■ What the task asks ■
From the line containing "compact shape [62,370]." down to the last line of the records below, copy every line exactly. Leave out everything before it.

━━━━━ Records provided

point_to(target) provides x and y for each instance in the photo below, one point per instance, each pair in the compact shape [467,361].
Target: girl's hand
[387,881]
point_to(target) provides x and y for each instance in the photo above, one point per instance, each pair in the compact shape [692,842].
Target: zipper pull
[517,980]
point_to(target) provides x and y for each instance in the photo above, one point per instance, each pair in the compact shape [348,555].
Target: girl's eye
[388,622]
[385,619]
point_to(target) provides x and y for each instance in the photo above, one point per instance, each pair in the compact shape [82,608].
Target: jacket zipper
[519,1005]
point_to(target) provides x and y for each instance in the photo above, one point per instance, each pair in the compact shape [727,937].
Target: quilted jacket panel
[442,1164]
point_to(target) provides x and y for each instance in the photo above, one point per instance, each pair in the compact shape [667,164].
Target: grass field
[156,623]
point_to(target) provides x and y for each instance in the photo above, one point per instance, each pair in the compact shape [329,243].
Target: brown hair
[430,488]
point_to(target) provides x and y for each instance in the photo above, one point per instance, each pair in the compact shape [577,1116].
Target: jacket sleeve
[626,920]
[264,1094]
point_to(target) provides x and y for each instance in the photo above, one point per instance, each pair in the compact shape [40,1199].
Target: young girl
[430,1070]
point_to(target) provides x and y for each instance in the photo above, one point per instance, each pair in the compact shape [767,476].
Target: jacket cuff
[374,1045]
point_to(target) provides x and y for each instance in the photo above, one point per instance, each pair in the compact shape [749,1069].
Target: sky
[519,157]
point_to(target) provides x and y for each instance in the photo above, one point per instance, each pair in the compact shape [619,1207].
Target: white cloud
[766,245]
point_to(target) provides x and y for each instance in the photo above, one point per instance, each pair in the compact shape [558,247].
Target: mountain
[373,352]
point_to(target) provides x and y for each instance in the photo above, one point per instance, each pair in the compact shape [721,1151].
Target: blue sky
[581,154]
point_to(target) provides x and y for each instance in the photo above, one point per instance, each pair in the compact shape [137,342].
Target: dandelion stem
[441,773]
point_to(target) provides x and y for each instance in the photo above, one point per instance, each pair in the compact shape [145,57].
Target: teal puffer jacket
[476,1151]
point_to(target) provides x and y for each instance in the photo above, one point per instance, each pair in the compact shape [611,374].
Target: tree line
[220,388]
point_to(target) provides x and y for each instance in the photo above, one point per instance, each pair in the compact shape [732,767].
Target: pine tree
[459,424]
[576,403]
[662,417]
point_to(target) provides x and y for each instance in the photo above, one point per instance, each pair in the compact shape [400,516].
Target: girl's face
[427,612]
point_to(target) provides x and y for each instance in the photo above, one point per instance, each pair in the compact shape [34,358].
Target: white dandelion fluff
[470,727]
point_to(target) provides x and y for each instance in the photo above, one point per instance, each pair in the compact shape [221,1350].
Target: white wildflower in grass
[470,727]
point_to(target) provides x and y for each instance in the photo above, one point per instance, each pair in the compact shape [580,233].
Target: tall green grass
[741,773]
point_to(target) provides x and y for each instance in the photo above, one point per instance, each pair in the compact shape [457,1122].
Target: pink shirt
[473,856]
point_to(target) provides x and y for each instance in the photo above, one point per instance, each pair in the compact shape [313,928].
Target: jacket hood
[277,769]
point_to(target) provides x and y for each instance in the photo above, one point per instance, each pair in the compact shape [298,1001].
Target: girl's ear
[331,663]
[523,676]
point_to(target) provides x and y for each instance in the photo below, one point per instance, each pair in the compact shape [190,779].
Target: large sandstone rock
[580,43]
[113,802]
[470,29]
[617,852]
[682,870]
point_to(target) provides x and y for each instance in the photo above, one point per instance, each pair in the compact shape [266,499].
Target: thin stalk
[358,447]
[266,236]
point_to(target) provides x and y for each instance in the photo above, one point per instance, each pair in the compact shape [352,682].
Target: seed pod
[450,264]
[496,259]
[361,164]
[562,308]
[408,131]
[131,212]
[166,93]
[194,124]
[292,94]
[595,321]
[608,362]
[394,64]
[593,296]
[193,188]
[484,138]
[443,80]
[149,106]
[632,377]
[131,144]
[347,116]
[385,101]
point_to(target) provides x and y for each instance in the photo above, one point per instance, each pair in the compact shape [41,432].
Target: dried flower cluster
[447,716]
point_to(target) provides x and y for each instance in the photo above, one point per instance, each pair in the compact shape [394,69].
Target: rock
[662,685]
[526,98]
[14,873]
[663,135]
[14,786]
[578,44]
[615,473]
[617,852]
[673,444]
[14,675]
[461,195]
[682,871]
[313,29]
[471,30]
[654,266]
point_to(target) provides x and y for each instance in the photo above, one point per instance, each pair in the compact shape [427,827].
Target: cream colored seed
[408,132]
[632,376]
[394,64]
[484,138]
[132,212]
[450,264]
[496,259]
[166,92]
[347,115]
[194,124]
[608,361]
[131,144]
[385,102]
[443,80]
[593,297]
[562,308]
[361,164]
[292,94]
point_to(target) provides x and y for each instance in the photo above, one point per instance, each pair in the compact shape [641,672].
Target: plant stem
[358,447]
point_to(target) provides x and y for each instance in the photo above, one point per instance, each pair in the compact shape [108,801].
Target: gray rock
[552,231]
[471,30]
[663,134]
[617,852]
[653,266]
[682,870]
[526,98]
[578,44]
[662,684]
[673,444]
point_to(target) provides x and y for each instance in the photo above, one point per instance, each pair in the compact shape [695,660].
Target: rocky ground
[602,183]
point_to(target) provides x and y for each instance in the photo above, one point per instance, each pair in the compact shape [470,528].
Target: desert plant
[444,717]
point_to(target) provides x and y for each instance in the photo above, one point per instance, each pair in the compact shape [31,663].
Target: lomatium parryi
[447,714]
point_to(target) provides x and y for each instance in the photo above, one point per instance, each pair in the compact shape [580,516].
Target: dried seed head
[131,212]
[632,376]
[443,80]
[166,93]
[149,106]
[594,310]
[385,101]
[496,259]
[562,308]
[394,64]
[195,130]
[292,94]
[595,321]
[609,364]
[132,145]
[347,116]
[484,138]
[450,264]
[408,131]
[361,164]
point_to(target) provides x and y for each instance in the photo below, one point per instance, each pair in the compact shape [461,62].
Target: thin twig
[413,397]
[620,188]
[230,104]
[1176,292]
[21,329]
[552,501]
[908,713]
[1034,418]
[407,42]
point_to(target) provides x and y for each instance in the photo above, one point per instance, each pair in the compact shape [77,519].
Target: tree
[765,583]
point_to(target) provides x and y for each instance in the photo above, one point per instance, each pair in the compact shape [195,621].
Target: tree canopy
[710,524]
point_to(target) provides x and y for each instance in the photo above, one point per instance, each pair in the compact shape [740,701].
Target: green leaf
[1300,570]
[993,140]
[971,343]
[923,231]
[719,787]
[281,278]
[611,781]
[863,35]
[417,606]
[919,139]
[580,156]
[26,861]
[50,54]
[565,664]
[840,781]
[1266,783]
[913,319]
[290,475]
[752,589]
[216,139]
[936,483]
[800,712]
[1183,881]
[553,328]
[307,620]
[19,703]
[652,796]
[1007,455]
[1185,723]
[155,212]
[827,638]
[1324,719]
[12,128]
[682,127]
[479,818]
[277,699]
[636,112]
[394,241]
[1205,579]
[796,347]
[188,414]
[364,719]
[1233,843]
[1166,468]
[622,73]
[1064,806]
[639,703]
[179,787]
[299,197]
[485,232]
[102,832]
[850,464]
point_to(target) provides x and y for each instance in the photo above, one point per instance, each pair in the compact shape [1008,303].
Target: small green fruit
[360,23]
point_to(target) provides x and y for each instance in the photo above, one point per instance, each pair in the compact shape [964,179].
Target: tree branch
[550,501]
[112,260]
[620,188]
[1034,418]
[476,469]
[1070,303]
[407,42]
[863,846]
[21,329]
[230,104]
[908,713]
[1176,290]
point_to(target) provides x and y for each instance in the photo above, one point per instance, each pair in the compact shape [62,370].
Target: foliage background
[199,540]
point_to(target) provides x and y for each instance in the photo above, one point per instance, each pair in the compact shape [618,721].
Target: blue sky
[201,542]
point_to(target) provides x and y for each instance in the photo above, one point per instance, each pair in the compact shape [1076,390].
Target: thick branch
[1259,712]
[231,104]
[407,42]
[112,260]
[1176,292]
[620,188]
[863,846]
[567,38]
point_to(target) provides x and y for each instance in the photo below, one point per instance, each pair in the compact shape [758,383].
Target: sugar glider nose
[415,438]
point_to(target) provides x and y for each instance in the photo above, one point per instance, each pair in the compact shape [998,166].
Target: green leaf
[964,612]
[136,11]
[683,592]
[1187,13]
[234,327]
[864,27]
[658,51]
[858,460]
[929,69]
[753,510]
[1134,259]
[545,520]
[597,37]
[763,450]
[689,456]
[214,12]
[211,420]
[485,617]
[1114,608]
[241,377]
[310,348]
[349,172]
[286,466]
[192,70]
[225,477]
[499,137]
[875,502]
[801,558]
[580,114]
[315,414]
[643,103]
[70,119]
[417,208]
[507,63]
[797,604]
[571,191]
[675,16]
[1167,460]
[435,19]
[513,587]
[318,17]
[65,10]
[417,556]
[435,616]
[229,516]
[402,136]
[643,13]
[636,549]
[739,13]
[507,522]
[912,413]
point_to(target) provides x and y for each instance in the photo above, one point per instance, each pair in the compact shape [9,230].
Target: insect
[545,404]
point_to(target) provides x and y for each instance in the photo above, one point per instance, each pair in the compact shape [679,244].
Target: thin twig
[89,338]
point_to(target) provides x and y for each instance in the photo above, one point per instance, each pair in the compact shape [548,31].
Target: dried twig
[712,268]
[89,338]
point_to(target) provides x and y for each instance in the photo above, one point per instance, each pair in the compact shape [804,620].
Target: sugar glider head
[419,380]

━━━━━━━━━━

■ Written answer ■
point_to(target) provides x and y for each instance in the photo above, one point per instance, each pair in the compact shape [62,370].
Target: foliage background
[199,540]
point_to(target) provides x and y for each instance in the photo above, one point per instance, each pair in the compact shape [618,721].
Target: blue sky
[201,542]
point_to(target) provides x and y for each instance in the photo above, one point per instance, each pair in the compact shape [1076,390].
Target: thick branch
[1259,712]
[231,104]
[407,42]
[112,260]
[1176,292]
[620,188]
[863,846]
[567,38]
point_to(target) provides x and y for each instance in the photo below, one point per instance, each pair in the compact shape [758,383].
Target: sugar glider nose
[415,438]
point_to(target) provides x and y for each instance in the photo above, one point per instance, each pair in the compact shape [998,166].
Target: green leaf
[964,612]
[136,11]
[683,592]
[1187,13]
[234,327]
[864,27]
[658,51]
[858,460]
[929,69]
[753,510]
[1134,259]
[545,520]
[597,37]
[763,450]
[689,456]
[214,12]
[211,420]
[485,617]
[1114,608]
[241,377]
[310,348]
[349,172]
[286,466]
[192,70]
[225,477]
[499,137]
[875,502]
[801,558]
[580,114]
[315,414]
[643,103]
[70,119]
[417,208]
[507,63]
[797,604]
[571,191]
[675,16]
[1167,460]
[435,19]
[513,587]
[318,17]
[65,10]
[417,556]
[435,616]
[229,516]
[402,136]
[643,13]
[636,549]
[739,13]
[507,522]
[912,413]
point_to(target) provides x and y for each instance in the photo above, one point per instance, each pair in the compact shape [9,230].
Target: insect
[545,404]
point_to(target) provides x and y for each instance in the photo above, one point per instance, each pair in the compact shape [679,244].
Target: thin twig
[89,338]
point_to(target) provides x and y for each instance in the photo above, one point per instance, each pair in the compact shape [548,31].
Target: dried twig
[712,268]
[89,338]
point_to(target) provides x and y for each instance in the photo above, one point per instance, each pair in the compact shape [804,620].
Target: sugar glider head
[419,380]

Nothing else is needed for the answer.